Exercise directions:
Echo verbatim the lines running from the start of the items through the line containing "Provide the mask of every instance of the low", both ends included.

Excerpts from segmentation records:
*-*-*

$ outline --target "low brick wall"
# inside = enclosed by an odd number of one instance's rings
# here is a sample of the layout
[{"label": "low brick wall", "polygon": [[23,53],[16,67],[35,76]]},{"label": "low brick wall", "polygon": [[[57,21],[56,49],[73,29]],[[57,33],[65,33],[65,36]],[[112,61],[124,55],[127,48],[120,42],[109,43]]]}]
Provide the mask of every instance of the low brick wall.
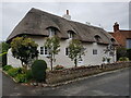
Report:
[{"label": "low brick wall", "polygon": [[88,76],[92,74],[97,74],[105,71],[111,71],[122,68],[131,66],[131,62],[118,62],[102,65],[92,66],[78,66],[59,71],[47,72],[46,82],[47,84],[56,84],[64,81],[74,79],[78,77]]}]

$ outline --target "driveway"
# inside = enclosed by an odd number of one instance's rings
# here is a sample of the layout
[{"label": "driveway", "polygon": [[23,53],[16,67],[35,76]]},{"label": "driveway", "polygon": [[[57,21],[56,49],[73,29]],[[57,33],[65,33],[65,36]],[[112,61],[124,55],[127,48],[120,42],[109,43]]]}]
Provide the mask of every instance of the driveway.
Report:
[{"label": "driveway", "polygon": [[[129,70],[92,76],[59,87],[32,87],[3,76],[3,96],[129,96]],[[0,72],[1,73],[1,72]]]}]

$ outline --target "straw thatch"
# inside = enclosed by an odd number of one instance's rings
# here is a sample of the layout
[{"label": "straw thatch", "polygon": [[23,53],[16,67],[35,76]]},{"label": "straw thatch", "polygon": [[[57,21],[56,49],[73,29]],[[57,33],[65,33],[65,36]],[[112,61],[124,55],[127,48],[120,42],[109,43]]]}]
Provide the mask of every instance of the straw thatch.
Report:
[{"label": "straw thatch", "polygon": [[[75,38],[82,41],[94,42],[95,36],[100,37],[99,44],[110,44],[110,36],[106,30],[99,27],[82,24],[79,22],[68,21],[63,17],[37,10],[31,9],[25,17],[16,25],[7,41],[21,35],[49,36],[48,27],[56,27],[57,35],[60,38],[69,38],[68,30],[75,33]],[[98,42],[98,41],[97,41]]]}]

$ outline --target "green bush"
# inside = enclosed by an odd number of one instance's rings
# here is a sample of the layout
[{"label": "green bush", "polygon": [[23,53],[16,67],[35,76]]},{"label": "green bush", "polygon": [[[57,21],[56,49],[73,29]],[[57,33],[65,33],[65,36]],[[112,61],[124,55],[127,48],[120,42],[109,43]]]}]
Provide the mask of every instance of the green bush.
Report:
[{"label": "green bush", "polygon": [[129,58],[122,57],[122,58],[119,58],[119,61],[129,61]]},{"label": "green bush", "polygon": [[2,66],[7,65],[7,53],[2,54]]},{"label": "green bush", "polygon": [[46,79],[47,63],[44,60],[36,60],[32,65],[33,77],[38,82]]},{"label": "green bush", "polygon": [[11,65],[4,65],[3,68],[2,68],[2,70],[3,71],[8,71],[8,70],[10,70],[10,69],[13,69]]},{"label": "green bush", "polygon": [[26,74],[17,74],[14,78],[17,83],[26,83]]},{"label": "green bush", "polygon": [[26,79],[29,81],[32,78],[33,78],[32,70],[27,70],[27,72],[26,72]]},{"label": "green bush", "polygon": [[63,70],[64,68],[62,65],[57,65],[53,68],[55,70]]},{"label": "green bush", "polygon": [[8,70],[7,72],[10,76],[14,77],[17,74],[22,73],[22,69],[21,68],[12,68],[12,69]]}]

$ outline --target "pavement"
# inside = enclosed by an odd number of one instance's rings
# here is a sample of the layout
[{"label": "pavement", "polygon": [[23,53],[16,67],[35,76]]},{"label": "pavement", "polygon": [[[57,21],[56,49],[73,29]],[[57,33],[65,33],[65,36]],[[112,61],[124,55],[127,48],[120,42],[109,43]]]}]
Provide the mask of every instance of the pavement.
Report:
[{"label": "pavement", "polygon": [[[58,87],[15,84],[2,74],[2,96],[129,96],[129,71],[123,69]],[[1,82],[1,81],[0,81]]]}]

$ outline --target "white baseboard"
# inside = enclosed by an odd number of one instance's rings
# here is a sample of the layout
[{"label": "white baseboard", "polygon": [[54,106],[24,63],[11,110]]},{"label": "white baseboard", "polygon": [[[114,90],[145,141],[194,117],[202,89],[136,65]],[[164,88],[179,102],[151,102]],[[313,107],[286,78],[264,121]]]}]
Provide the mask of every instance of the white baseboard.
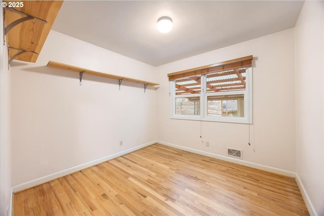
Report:
[{"label": "white baseboard", "polygon": [[302,196],[303,196],[303,198],[304,199],[304,201],[305,201],[305,203],[307,207],[309,214],[310,214],[310,216],[318,216],[317,213],[316,212],[316,210],[314,208],[314,206],[310,201],[309,197],[307,195],[307,193],[306,192],[306,190],[305,190],[304,185],[303,185],[303,183],[301,179],[299,178],[299,176],[298,174],[296,174],[296,182],[297,183],[299,190],[300,190],[300,192],[302,194]]},{"label": "white baseboard", "polygon": [[8,216],[12,216],[12,202],[13,198],[13,194],[14,192],[13,192],[13,188],[11,188],[11,190],[10,190],[10,202],[9,203],[9,209],[8,209],[9,212],[7,213]]},{"label": "white baseboard", "polygon": [[282,175],[283,176],[288,176],[289,177],[295,178],[296,173],[285,170],[284,169],[281,169],[277,168],[272,167],[271,166],[266,166],[264,165],[258,164],[257,163],[253,163],[252,162],[249,162],[236,158],[233,158],[232,157],[226,157],[223,155],[220,155],[216,154],[214,154],[210,152],[207,152],[204,151],[200,151],[196,149],[192,149],[190,148],[185,147],[183,146],[178,146],[177,145],[172,144],[171,143],[166,143],[163,141],[157,141],[157,143],[161,144],[162,145],[165,145],[166,146],[174,147],[177,149],[181,149],[183,150],[187,151],[190,152],[195,153],[196,154],[201,154],[202,155],[207,156],[211,157],[214,157],[215,158],[223,160],[225,160],[228,162],[231,162],[233,163],[238,163],[239,164],[244,165],[245,166],[249,166],[252,168],[255,168],[256,169],[261,169],[265,171],[268,171],[271,172],[274,172],[277,174]]},{"label": "white baseboard", "polygon": [[86,168],[90,167],[90,166],[98,164],[105,161],[107,161],[107,160],[111,160],[117,157],[128,154],[129,153],[138,150],[156,143],[156,141],[152,141],[149,143],[137,146],[136,147],[134,147],[125,151],[116,153],[115,154],[113,154],[112,155],[108,155],[101,158],[99,158],[96,160],[93,160],[92,161],[90,161],[87,163],[78,165],[71,168],[69,168],[68,169],[64,169],[63,170],[60,171],[59,172],[51,174],[48,176],[46,176],[38,179],[34,179],[33,180],[22,183],[18,185],[16,185],[12,187],[12,192],[13,193],[16,193],[19,191],[26,190],[28,188],[32,188],[33,187],[35,187],[37,185],[41,185],[50,181],[54,180],[54,179],[56,179],[58,178],[66,176],[67,175],[71,174],[72,173],[81,170],[82,169],[84,169]]}]

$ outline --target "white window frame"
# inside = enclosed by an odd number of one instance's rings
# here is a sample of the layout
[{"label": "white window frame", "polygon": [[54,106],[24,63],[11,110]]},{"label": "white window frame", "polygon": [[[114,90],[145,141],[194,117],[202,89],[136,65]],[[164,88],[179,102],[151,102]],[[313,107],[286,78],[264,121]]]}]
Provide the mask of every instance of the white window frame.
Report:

*-*-*

Written answer:
$ outline --target "low brick wall"
# inside = enclosed by an odd number of one instance's rings
# here is a sample of the layout
[{"label": "low brick wall", "polygon": [[23,53],[16,67],[35,76]]},{"label": "low brick wall", "polygon": [[[57,21],[56,49],[73,29]],[[57,33],[65,33],[65,36]],[[112,61],[124,55],[127,48],[120,42],[109,43]]]}]
Provide the mask of every instance of the low brick wall.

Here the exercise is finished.